## Document text
* begin *

D.C. Council votes to recognize gay marriages
Move sets up possible showdown with Congress

In an abrupt development, the D.C. City Council on Tuesday voted unanimously to back legislation allowing the city to recognize same-sex marriages performed in other states and countries as legal marriages in the District of Columbia.

The Council approved the marriage recognition measure, 12-0, in a “first reading” vote as an amendment to an unrelated bill dealing with city matters pending before federal courts. The bill must be approved in a second-reading vote slated for May 5.

D.C. Mayor Adrian Fenty, a longtime supporter of same-sex marriage rights, is expected to sign the bill if it clears the second vote. But before becoming law, the bill also must clear a required review by Congress for a period of 30 legislative days, which sometimes takes as long as 60 calendar days.

Most Capitol Hill observers expect at least some members of Congress to object to the legislation, with the possibility that one or more lawmakers could call on Congress to invoke its authority to overturn the marriage-recognition measure.

“A marriage legally entered into in another jurisdiction between two persons of the same sex that is recognized as valid in that jurisdiction, that is not expressly prohibited by [the city’s existing marriage law] shall be recognized as a marriage in the District,” the amendment says.

* end *

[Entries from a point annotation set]
* begin *

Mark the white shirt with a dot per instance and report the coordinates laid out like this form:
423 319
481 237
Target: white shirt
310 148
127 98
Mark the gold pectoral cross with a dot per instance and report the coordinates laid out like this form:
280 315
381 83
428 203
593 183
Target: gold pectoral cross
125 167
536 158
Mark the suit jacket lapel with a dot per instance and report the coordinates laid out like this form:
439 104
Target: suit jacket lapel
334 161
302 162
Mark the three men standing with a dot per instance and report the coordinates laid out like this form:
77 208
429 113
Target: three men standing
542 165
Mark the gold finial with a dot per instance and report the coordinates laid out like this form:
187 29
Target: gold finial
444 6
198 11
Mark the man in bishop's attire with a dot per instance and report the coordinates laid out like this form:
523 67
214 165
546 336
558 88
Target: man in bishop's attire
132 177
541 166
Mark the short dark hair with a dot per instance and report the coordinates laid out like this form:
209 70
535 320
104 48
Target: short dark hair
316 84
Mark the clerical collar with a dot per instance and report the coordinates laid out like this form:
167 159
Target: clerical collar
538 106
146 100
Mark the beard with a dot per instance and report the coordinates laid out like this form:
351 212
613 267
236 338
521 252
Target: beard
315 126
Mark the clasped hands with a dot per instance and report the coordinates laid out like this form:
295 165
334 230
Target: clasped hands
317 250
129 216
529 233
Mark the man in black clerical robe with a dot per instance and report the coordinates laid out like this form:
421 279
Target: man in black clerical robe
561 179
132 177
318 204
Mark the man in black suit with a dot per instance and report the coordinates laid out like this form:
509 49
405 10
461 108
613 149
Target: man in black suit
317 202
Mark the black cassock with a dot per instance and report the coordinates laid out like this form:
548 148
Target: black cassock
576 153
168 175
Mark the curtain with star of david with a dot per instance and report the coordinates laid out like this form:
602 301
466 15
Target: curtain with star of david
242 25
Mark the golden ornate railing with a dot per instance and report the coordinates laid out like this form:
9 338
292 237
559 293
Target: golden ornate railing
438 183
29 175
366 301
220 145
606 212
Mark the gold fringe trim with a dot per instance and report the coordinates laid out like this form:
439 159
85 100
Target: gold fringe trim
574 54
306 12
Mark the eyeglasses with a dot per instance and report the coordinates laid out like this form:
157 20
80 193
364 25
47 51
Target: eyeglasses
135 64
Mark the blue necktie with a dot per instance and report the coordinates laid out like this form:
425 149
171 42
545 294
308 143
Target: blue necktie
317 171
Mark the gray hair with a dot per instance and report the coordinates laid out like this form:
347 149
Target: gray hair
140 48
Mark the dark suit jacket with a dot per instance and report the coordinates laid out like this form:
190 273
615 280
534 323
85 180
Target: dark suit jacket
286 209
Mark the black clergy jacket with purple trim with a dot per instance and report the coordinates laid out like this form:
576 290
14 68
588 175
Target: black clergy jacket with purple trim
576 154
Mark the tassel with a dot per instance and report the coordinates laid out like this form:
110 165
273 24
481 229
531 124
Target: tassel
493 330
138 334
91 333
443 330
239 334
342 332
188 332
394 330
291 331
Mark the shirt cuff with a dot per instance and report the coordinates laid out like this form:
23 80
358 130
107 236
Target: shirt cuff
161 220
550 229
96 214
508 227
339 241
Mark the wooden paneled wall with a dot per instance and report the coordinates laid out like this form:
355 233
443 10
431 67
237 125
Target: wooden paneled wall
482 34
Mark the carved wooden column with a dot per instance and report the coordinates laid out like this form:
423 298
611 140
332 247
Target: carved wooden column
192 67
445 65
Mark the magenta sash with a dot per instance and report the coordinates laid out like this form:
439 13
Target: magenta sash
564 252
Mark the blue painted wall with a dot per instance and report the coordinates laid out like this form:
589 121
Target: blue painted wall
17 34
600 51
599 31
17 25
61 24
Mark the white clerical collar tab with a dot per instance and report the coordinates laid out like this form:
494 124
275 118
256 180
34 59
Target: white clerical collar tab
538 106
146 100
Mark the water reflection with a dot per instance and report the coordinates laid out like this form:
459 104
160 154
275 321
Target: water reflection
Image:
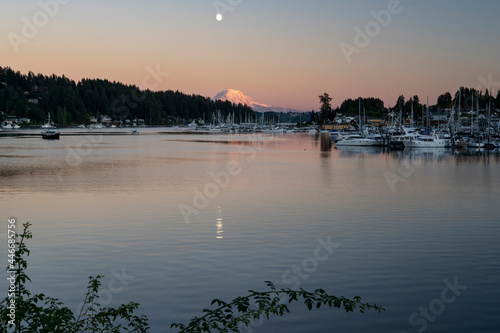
219 225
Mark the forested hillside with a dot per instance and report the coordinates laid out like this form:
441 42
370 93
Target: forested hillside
34 95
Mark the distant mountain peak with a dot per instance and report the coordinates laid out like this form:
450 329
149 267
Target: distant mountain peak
236 97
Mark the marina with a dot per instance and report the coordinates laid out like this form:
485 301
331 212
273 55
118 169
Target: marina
104 204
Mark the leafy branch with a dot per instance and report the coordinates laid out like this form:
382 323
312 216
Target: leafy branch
40 313
227 317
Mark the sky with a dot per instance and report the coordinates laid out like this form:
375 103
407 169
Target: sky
279 52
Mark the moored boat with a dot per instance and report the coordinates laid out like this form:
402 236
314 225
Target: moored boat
50 134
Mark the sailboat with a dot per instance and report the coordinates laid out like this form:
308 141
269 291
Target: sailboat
49 133
357 139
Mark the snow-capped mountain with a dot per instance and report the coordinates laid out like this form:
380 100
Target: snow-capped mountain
236 96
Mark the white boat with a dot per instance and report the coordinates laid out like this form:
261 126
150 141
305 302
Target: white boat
428 141
50 134
48 124
472 143
357 140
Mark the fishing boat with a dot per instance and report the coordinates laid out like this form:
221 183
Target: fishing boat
357 140
50 134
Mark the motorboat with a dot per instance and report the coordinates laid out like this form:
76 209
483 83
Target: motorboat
50 134
357 140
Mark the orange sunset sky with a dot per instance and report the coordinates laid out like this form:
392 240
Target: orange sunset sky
283 53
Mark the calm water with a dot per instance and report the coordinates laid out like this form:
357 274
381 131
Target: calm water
404 222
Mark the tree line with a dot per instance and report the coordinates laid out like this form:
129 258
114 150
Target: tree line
464 99
33 96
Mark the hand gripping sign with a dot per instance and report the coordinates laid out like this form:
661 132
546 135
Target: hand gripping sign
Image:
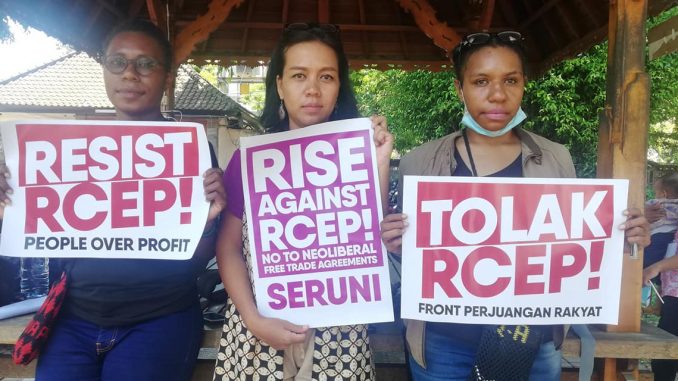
104 189
313 211
512 250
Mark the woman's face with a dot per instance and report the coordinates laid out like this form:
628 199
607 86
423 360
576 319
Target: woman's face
309 84
136 96
493 86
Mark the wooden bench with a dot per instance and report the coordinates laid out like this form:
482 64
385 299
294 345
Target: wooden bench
388 349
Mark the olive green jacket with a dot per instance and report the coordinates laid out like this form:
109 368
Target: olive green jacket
541 158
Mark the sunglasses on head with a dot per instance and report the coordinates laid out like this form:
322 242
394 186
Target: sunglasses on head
118 63
329 28
483 38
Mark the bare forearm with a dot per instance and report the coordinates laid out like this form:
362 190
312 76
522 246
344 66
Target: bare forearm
233 269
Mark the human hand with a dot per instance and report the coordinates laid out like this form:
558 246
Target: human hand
654 212
636 227
383 139
5 190
277 333
213 186
392 228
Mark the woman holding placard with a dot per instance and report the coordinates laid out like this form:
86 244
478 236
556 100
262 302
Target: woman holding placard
490 70
307 83
132 319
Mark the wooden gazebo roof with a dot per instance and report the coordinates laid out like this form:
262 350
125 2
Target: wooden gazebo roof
379 33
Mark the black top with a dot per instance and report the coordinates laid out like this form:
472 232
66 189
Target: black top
112 292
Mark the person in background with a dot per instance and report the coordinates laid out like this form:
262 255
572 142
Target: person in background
490 70
662 212
129 319
307 83
667 270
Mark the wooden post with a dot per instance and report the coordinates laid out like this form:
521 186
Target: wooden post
622 146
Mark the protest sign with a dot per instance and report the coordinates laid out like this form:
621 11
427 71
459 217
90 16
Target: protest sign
512 250
313 209
104 189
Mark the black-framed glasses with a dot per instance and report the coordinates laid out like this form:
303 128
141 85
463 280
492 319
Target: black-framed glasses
329 28
482 38
143 65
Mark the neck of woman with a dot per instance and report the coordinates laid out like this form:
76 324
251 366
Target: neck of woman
509 138
153 116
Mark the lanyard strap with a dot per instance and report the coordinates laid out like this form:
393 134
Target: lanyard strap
470 155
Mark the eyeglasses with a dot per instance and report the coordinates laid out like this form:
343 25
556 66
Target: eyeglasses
143 65
329 28
482 38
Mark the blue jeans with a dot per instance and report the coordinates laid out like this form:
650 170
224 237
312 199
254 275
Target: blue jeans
164 348
448 361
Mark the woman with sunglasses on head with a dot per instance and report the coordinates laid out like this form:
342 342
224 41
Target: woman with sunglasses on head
490 71
307 83
133 319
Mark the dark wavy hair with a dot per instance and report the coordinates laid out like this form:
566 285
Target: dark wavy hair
144 27
463 51
346 106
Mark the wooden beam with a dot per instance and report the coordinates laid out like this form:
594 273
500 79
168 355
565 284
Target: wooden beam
351 27
401 35
363 21
486 16
112 8
585 6
424 15
92 19
537 15
323 11
200 29
134 8
285 13
574 35
547 25
623 134
246 32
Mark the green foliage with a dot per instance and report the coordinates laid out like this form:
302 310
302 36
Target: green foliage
419 105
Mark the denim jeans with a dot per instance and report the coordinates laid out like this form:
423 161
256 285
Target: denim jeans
164 348
450 361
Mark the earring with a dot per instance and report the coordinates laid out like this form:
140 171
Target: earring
281 110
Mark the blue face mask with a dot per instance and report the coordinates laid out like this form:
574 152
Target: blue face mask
468 121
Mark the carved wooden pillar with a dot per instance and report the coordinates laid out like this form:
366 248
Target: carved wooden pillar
622 146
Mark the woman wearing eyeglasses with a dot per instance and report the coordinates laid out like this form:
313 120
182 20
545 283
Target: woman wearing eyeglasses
490 71
307 83
127 319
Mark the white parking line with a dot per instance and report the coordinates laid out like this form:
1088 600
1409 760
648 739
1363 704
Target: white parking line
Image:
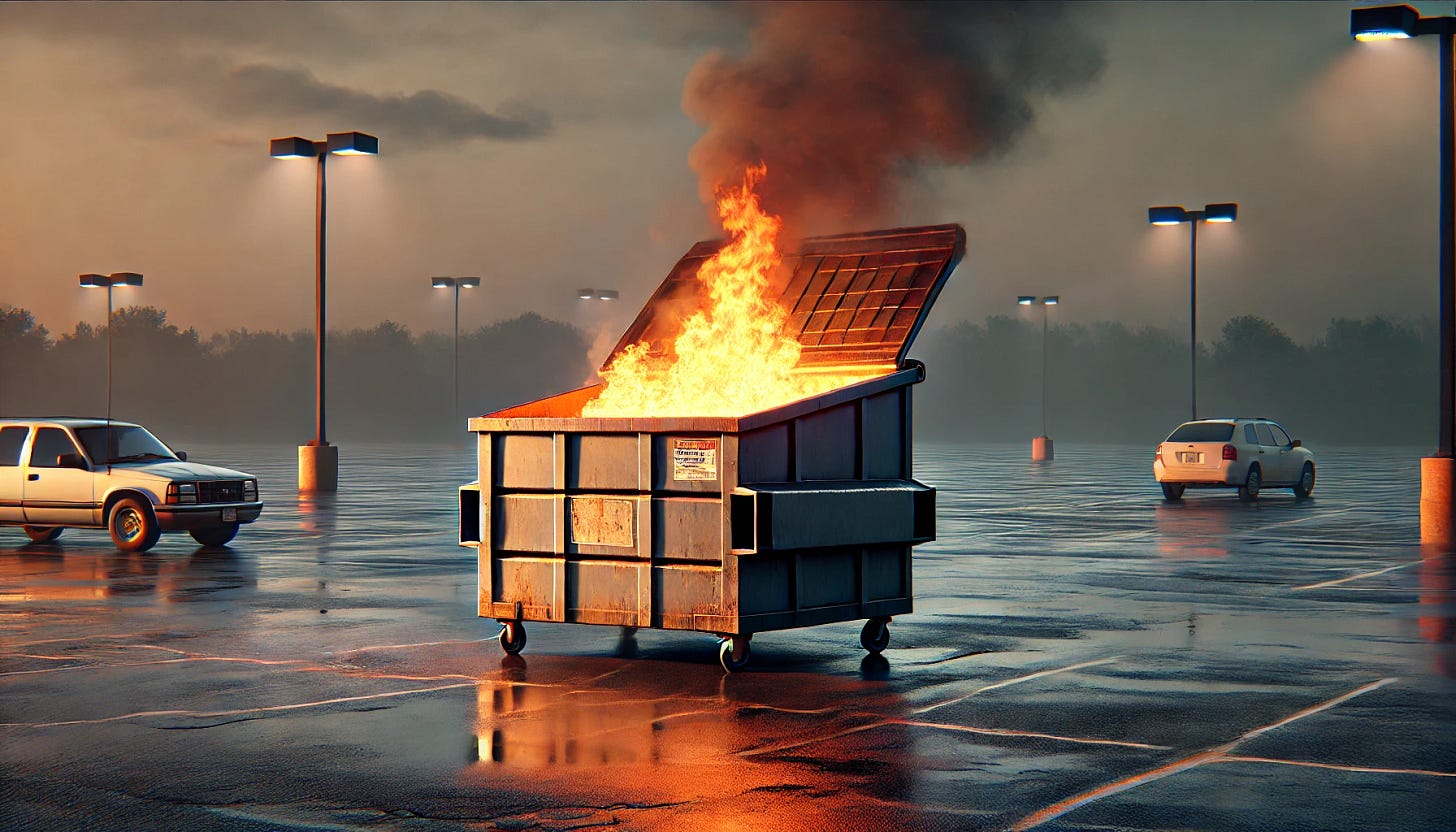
1337 582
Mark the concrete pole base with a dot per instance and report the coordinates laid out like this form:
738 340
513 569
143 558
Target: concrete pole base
318 468
1041 449
1437 510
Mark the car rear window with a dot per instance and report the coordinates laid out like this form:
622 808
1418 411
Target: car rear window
10 442
1203 432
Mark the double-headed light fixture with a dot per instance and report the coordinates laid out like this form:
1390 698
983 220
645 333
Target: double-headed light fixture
109 281
1174 216
1437 472
456 283
1041 445
319 461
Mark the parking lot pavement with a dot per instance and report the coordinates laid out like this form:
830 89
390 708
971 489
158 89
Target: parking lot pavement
1082 656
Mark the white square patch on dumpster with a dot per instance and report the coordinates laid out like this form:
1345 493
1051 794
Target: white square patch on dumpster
695 459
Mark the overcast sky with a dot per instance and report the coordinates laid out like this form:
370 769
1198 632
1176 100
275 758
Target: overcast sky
546 147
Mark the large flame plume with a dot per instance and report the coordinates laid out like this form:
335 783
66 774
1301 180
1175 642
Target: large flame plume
734 356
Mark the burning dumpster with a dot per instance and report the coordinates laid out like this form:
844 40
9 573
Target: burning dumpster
788 516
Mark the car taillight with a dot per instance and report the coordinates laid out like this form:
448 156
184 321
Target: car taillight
181 493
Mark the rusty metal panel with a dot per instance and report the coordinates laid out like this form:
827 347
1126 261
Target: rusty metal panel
690 464
524 522
604 592
883 432
826 445
852 299
523 461
687 528
529 583
603 462
680 592
603 525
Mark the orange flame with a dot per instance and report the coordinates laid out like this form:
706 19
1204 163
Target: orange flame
736 356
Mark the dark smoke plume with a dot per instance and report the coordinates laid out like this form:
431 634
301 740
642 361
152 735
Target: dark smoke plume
843 99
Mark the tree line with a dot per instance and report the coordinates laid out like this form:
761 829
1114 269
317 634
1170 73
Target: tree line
1365 381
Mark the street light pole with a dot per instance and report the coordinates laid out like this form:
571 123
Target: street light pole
318 459
1172 216
457 283
109 281
1437 472
1041 449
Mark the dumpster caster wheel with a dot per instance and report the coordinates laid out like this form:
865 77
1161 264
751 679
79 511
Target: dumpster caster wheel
875 636
513 637
734 653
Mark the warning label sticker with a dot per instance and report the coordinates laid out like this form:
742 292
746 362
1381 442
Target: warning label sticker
695 459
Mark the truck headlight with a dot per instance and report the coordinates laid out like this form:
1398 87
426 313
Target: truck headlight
181 493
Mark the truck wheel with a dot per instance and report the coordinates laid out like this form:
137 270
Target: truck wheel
1251 485
214 535
513 637
133 525
42 534
734 653
875 636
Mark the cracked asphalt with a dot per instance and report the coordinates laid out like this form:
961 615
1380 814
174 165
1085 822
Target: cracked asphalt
1082 656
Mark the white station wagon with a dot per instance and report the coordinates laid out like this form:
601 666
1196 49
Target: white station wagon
1244 453
96 474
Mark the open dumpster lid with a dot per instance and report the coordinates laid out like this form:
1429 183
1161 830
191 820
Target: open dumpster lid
852 299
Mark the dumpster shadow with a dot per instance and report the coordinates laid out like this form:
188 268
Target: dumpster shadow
686 738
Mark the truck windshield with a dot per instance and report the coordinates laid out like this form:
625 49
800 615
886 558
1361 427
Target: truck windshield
128 443
1203 432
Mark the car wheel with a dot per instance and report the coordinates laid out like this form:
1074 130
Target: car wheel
42 534
133 525
1306 481
1251 484
214 535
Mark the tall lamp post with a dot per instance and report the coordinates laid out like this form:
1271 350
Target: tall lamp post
1172 216
457 283
318 459
1437 472
109 281
1041 445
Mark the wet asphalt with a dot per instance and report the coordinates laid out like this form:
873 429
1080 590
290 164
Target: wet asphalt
1082 656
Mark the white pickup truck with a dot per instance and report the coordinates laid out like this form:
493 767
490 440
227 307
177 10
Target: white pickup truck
96 474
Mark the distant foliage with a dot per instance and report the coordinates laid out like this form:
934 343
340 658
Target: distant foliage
382 382
1365 382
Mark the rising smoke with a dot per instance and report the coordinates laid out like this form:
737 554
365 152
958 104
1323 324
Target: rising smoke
845 101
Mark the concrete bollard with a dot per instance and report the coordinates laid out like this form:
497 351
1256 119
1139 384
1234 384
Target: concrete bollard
1041 449
1437 510
318 468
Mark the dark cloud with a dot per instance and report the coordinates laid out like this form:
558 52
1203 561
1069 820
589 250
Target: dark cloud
427 115
845 99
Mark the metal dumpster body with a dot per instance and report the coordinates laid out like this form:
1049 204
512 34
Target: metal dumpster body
786 517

* end *

## Work instructions
1 > List every day, date, and length of time mentioned in the news article about the D.C. Council vote.
2 > Carry on the news article about the D.C. Council vote from its last paragraph.
The listing was drawn from a separate source.

## Answers by task
1 > Tuesday; May 5; 30 legislative days; 60 calendar days

2 >
“I look at this as simply making explicit what is already in the law,” said D.C. Council member Phil Mendelson (D-At Large), who introduced the amendment.

Mendelson and Council member David Catantia (I-At Large), who is gay, said the city’s existing marriage law has recognized legally approved marriages from other jurisdictions since at least 1901. They said the Council’s decision to specifically allow recognition of same-sex marriages from other jurisdictions was merely a clarification of a longstanding tradition of recognizing marriages from other states and countries.

The Council’s move came less than a week after the Iowa Supreme Court handed down a decision legalizing same-sex marriage in that state. And it came on the same day that the Vermont Legislature overrode a veto by Republican Gov. Jim Douglas of a same-sex marriage rights bill, enacting the bill into law and making Vermont the nation’s fourth state to legalize gay marriage.

Iowa, Vermont, Connecticut and Massachusetts, which also have legalized same-sex marriage, don’t have residency laws that would prevent same-sex couples from D.C. to travel to those states to marry.

Catania had planned to introduce separate legislation in January to fully legalize same-sex marriage in the District. He postponed the introduction after activists said they were not ready to fend off expected opposition in Congress. The activists also said they needed more time to raise money and build a grassroots organization needed to fight an expected voter referendum to overturn any Council-approved gay marriage bill.

Some activists viewed Tuesday’s action by the Council on the marriage-recognition measure as a trial run for a full same-sex marriage rights bill.

“The collective assessment was that recognizing marriages from other jurisdictions, while not without risk on Capitol Hill, was the next logical step toward our goal of civil marriage equality in the District,” said Rick Rosendall, vice president of the Gay & Lesbian Activists Alliance.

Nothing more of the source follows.